Passage provided -
Re: Unexpected behavior of sort -hu

Ingo Schwarze Mon, 31 Mar 2025 17:55:52 -0700

Hello Pascal,

Pascal Stumpf wrote on Tue, Apr 01, 2025 at 12:37:44AM +0200:
> On Sun, 30 Mar 2025 16:02:04 +0200, Ingo Schwarze wrote:
>> Pascal Stumpf wrote on Thu, Mar 27, 2025 at 07:33:27PM +0100:


>>> I probably should have explained myself a little better.  The problem
>>> with your explanation is that the terms "upper case" and "lower case"
>>> letters are too broad and are not limited to ASCII.  A Greek upper case
>>> alpha is an upper case letter, and is certainly not sorted before a
>>> lower case ASCII 'a', even if LC_COLLATE were implemented (I think).

>> I don't see a problem here.  Our sort(1) manual page already says:
>> 
>>   STANDARDS
>>      The sort utility is compliant with the IEEE Std 1003.1-2008 (POSIX.1)
>>      specification, except that it ignores the user's locale(1) and always
>>      assumes LC_ALL=C.
>> 
>> So it's clear that we are talking about ASCII characters only and not
>> about Greek letters.

Exercise prompt -
According to the thread on sort -hu, which locale setting does the sort utility always assume?

Listed entries -
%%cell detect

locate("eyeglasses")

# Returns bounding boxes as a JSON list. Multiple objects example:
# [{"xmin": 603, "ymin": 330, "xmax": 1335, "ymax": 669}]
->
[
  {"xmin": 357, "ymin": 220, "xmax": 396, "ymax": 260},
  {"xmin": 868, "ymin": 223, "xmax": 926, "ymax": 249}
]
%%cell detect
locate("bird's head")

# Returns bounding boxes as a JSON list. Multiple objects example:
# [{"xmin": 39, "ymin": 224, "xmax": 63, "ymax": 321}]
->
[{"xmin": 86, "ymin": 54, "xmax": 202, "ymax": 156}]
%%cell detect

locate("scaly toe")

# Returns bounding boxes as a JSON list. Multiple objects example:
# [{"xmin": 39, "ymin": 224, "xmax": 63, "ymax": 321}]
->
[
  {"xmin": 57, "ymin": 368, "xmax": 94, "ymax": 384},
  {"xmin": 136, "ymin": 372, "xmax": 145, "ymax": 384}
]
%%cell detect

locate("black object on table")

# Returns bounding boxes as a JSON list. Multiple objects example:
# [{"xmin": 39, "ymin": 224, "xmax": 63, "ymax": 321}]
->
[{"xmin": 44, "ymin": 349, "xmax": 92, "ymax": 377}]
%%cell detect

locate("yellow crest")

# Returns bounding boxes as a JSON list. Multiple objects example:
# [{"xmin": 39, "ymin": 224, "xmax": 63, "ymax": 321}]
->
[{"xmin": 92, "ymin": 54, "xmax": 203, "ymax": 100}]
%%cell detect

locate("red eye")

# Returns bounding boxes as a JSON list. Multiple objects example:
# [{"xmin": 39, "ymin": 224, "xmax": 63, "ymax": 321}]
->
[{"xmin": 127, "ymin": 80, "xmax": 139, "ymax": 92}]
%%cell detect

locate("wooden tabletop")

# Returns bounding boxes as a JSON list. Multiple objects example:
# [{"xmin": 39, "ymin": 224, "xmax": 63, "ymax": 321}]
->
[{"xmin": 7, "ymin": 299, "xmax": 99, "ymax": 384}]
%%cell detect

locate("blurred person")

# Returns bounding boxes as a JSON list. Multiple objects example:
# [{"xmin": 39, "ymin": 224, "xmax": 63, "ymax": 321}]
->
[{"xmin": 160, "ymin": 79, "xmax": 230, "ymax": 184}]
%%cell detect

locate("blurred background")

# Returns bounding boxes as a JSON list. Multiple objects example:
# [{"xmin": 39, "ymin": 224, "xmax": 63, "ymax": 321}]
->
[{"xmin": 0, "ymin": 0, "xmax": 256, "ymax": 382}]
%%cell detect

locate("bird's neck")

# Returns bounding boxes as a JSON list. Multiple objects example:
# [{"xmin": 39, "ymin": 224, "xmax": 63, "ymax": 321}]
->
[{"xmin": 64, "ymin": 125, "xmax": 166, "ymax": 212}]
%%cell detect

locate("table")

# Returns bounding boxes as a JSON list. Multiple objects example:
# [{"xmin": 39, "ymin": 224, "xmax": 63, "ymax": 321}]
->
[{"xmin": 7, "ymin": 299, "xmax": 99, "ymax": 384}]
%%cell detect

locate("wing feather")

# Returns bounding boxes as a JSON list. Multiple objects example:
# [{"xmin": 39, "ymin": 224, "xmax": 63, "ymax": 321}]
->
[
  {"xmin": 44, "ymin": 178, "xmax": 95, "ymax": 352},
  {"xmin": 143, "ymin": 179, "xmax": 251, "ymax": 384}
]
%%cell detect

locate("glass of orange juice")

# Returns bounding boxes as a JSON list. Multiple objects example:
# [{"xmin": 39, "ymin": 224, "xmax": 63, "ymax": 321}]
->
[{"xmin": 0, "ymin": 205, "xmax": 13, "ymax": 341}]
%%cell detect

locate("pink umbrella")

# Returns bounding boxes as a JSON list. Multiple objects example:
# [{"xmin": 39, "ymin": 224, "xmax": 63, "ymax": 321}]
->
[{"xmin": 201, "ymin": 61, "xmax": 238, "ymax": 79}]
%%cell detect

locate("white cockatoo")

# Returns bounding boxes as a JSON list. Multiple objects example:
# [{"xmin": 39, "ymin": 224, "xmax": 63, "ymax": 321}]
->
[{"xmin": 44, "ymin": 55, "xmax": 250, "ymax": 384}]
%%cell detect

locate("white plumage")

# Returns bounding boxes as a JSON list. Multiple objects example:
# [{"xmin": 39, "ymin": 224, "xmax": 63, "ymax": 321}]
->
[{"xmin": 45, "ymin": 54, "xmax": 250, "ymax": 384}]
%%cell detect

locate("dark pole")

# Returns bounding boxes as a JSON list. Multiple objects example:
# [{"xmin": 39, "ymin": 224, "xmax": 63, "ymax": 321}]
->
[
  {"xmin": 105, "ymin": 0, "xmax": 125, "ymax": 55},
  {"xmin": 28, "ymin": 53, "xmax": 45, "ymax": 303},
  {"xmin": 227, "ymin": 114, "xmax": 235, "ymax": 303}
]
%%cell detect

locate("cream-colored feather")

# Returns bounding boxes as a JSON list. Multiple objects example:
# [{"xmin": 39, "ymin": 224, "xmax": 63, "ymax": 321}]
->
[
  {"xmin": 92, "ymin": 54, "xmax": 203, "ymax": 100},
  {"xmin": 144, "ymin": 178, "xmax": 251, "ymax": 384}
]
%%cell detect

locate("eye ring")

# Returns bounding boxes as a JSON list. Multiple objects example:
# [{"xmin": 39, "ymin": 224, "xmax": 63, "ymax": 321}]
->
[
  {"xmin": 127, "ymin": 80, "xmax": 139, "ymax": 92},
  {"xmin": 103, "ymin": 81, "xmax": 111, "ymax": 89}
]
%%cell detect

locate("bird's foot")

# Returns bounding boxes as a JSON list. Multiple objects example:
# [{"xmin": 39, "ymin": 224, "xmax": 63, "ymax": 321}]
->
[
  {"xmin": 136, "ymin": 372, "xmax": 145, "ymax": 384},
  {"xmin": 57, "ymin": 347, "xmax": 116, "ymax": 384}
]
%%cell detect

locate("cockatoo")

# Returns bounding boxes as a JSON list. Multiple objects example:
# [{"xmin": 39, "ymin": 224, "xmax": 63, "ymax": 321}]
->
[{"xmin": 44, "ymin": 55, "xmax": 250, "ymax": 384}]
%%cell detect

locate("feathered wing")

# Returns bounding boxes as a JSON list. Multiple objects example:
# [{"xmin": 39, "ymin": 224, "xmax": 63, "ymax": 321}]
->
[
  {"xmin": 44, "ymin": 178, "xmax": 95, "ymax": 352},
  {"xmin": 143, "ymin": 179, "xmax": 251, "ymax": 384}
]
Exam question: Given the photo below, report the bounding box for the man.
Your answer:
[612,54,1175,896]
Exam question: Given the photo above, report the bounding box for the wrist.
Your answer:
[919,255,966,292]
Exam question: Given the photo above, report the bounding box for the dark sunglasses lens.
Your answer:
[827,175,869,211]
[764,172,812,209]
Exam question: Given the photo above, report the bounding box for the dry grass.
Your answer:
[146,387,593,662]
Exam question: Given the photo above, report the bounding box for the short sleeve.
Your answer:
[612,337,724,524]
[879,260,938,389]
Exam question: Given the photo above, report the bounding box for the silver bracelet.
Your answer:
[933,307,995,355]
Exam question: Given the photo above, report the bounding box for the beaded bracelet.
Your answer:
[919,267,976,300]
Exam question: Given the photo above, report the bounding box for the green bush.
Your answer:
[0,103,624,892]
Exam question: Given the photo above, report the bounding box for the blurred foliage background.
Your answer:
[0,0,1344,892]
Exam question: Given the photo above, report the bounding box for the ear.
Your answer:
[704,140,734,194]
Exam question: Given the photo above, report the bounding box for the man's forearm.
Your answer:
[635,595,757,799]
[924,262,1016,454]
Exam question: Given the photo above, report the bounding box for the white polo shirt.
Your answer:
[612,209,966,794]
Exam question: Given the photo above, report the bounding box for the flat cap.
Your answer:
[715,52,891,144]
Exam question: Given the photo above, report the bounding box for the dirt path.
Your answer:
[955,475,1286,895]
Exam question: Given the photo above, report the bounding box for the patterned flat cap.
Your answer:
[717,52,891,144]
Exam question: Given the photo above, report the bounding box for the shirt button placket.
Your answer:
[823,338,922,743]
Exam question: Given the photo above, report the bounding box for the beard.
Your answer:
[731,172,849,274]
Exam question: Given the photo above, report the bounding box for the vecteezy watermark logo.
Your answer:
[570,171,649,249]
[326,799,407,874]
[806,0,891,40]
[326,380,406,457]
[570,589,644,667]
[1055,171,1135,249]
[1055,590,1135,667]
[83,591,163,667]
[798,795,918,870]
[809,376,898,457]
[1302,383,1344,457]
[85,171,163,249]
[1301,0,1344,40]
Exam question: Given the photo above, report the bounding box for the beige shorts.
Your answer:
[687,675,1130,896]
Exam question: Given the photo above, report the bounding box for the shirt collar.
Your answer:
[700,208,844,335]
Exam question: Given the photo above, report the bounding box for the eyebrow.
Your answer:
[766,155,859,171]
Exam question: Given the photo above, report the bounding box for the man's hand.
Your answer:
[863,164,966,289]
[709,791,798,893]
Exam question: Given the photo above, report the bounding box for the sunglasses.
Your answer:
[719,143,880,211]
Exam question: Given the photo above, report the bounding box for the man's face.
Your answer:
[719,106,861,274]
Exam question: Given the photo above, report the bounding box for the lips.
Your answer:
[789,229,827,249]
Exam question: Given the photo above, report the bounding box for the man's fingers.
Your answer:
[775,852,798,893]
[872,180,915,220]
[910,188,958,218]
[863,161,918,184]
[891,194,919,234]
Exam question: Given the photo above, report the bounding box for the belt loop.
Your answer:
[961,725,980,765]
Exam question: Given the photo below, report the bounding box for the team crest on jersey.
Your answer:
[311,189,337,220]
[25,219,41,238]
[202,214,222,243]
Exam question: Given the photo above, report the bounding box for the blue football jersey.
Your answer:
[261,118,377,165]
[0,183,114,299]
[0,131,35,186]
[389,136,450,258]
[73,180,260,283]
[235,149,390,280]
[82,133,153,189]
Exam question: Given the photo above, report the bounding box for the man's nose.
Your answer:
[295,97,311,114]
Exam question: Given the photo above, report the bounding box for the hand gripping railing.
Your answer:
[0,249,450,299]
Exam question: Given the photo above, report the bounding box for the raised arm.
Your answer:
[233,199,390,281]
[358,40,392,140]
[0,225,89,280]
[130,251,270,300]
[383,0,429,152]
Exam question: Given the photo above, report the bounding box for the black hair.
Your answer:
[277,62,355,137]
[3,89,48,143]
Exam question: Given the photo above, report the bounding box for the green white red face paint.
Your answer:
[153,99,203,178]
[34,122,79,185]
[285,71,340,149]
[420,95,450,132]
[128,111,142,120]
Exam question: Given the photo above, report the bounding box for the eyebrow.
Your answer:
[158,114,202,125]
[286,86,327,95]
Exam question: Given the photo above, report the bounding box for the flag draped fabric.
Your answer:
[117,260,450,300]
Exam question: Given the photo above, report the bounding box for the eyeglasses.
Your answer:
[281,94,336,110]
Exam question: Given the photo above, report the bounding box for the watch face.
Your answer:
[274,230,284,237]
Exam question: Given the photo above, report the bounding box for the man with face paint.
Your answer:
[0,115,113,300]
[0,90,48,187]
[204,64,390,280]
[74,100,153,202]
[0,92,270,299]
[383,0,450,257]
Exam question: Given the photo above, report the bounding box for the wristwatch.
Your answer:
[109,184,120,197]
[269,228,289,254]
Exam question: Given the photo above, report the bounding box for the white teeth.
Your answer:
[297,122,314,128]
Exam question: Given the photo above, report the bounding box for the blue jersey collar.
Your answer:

Solution for this problem -
LC_ALL=C